YOUR TASK> Set down exactly the lines below, from the one containing "instance of the sea" through the final line, and include no others.

Dataset entries
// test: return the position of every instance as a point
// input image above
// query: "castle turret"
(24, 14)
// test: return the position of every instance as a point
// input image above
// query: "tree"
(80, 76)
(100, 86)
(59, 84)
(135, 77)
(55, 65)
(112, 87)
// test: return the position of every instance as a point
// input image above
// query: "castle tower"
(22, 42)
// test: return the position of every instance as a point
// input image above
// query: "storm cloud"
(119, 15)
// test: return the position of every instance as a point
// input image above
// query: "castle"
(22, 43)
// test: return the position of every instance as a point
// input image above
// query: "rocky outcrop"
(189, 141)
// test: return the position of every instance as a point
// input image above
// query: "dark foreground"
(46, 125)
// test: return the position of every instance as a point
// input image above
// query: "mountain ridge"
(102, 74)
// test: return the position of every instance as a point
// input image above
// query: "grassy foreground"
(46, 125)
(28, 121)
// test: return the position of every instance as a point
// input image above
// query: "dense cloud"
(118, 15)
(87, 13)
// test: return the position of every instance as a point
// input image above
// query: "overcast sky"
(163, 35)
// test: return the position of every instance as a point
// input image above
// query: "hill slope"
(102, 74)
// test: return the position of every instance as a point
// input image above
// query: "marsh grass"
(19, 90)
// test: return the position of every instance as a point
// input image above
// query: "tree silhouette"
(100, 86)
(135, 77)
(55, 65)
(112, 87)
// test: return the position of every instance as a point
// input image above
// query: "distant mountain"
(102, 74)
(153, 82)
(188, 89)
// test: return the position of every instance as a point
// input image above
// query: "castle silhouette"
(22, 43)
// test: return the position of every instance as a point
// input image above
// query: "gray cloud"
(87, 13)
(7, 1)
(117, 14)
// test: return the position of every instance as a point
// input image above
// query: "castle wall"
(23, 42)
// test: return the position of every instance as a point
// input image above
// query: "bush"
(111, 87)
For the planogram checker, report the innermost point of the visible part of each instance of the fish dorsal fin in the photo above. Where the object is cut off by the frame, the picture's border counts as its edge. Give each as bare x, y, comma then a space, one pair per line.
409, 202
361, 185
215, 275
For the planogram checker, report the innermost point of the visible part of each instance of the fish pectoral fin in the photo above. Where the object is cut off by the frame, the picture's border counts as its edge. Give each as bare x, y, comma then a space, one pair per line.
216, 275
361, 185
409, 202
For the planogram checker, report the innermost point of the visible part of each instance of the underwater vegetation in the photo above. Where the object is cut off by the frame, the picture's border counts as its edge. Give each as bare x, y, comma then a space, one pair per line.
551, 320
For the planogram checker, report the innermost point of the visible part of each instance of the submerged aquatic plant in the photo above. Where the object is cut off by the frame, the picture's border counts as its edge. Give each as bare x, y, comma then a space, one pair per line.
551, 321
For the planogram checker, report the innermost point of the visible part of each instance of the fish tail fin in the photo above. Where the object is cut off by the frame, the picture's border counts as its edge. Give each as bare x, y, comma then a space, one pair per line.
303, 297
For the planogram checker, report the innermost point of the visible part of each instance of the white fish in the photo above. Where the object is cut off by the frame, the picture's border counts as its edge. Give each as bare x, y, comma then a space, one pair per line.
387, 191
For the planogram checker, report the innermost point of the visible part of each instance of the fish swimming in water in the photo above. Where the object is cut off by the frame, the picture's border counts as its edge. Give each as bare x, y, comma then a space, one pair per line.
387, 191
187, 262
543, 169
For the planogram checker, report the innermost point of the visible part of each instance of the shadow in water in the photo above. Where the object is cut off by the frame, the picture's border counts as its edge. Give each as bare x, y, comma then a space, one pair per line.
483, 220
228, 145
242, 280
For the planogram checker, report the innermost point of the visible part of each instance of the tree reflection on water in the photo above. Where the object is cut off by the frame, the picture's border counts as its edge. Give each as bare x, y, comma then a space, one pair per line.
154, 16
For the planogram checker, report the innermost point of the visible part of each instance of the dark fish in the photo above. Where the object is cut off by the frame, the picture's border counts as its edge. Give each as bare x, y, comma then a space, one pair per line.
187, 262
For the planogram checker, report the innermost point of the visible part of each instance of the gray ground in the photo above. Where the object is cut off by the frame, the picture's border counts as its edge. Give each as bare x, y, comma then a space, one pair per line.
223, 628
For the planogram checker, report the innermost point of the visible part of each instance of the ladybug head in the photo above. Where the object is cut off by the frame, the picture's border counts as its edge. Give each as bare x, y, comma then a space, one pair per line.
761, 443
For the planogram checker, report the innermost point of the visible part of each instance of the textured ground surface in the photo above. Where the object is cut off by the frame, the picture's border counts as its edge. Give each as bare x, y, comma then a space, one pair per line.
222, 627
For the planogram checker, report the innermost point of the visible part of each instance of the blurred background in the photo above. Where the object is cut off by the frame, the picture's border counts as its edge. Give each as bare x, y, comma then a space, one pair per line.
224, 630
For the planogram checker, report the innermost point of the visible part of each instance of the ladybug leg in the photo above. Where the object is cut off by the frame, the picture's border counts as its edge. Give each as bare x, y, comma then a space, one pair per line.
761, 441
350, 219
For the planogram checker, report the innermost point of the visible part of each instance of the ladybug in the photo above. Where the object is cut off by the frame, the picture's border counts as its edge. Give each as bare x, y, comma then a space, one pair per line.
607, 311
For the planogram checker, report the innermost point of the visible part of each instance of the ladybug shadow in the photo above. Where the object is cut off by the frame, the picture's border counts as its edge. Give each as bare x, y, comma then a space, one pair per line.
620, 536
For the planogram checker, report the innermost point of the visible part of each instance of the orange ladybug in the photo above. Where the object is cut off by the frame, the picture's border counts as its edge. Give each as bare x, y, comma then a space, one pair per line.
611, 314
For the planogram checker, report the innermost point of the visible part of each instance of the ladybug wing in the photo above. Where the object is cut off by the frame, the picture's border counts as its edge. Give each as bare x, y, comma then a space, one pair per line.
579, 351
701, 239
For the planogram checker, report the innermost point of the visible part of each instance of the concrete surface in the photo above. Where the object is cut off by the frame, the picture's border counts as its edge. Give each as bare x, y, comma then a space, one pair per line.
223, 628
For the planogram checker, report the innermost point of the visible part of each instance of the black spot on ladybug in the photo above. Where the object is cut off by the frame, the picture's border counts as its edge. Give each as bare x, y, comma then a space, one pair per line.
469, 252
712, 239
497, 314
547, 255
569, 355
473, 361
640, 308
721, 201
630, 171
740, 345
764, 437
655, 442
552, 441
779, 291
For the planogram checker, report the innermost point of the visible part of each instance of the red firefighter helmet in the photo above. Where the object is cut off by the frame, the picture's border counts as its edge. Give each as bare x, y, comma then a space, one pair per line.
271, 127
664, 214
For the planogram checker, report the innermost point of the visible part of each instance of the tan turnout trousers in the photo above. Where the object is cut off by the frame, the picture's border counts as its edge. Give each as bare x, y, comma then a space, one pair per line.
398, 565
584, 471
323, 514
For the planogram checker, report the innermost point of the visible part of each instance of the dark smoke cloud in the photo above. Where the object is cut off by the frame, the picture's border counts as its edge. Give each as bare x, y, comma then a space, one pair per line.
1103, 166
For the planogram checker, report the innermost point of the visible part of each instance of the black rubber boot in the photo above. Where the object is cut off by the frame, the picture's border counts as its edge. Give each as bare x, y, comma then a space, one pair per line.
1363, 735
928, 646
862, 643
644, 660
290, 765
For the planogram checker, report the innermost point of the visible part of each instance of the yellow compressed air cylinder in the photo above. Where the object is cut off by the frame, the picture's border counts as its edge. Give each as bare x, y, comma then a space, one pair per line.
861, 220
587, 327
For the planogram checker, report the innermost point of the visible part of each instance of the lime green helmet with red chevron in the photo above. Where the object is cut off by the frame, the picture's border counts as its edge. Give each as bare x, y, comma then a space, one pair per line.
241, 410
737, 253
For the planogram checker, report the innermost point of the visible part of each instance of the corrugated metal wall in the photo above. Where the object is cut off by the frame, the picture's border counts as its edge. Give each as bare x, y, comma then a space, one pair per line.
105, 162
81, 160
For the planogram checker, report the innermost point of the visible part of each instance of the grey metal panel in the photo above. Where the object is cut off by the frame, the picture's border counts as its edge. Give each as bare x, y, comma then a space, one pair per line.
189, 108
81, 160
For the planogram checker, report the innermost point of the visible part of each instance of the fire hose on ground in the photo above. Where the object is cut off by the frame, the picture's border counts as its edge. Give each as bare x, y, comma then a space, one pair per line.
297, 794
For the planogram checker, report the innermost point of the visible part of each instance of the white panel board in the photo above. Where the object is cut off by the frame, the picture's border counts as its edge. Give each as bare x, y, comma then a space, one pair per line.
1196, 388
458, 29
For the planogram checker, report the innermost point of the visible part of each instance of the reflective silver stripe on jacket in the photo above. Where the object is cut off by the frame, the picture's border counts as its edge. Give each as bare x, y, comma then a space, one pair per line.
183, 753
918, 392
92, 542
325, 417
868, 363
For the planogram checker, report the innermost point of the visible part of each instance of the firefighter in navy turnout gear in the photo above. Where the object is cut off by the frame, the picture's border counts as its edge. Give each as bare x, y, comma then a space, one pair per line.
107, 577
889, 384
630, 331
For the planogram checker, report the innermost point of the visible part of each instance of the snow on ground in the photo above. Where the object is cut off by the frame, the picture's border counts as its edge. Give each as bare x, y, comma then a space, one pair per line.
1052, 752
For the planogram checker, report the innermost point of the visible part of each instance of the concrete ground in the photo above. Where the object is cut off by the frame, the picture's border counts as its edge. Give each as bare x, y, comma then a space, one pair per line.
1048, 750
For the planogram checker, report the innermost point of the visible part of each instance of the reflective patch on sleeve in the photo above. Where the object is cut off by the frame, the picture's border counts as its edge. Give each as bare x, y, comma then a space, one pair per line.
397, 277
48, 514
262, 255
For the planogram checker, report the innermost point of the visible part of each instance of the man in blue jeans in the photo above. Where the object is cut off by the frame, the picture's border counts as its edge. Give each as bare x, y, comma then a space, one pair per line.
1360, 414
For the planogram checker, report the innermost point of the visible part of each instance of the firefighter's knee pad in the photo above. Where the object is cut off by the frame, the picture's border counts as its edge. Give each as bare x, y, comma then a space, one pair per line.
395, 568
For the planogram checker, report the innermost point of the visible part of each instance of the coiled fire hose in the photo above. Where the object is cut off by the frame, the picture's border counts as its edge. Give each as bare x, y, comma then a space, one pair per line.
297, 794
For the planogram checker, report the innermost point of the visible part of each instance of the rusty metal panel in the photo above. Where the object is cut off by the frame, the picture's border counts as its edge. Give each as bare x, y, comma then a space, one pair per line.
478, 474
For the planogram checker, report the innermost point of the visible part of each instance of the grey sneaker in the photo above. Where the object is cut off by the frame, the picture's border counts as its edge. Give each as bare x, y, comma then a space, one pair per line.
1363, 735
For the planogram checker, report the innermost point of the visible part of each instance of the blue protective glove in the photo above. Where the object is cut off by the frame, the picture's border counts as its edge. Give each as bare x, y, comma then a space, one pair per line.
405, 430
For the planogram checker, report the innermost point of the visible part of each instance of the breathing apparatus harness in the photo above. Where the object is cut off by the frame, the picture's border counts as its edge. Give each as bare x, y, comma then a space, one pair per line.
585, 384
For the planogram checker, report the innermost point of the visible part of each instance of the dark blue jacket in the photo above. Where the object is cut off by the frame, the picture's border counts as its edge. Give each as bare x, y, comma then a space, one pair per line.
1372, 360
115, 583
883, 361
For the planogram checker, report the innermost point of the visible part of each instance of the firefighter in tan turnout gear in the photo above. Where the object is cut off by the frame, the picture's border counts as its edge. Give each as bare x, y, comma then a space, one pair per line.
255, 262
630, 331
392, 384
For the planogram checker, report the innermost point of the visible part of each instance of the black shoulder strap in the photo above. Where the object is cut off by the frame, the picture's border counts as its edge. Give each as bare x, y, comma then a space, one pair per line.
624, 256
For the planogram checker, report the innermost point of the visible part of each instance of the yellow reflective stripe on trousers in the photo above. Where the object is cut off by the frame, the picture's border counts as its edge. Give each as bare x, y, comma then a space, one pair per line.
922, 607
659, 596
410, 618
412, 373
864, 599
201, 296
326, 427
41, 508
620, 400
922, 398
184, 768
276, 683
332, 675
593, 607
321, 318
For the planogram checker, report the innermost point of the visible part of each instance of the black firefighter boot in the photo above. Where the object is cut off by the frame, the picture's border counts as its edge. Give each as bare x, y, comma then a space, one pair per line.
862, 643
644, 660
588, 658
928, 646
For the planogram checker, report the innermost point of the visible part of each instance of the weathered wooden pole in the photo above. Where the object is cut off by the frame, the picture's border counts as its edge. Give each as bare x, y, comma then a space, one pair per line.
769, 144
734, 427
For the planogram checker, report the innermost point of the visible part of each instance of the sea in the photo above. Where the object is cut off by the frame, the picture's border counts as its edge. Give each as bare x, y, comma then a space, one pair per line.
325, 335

ANSWER TO THIS TASK>
For the planogram checker, report the innermost point of the visible part of each instance of the sea in the photo above. Where the object is cut off by the frame, the picture's border counts as its edge. Give each as bare x, y, comma then a space, one pair per line.
325, 335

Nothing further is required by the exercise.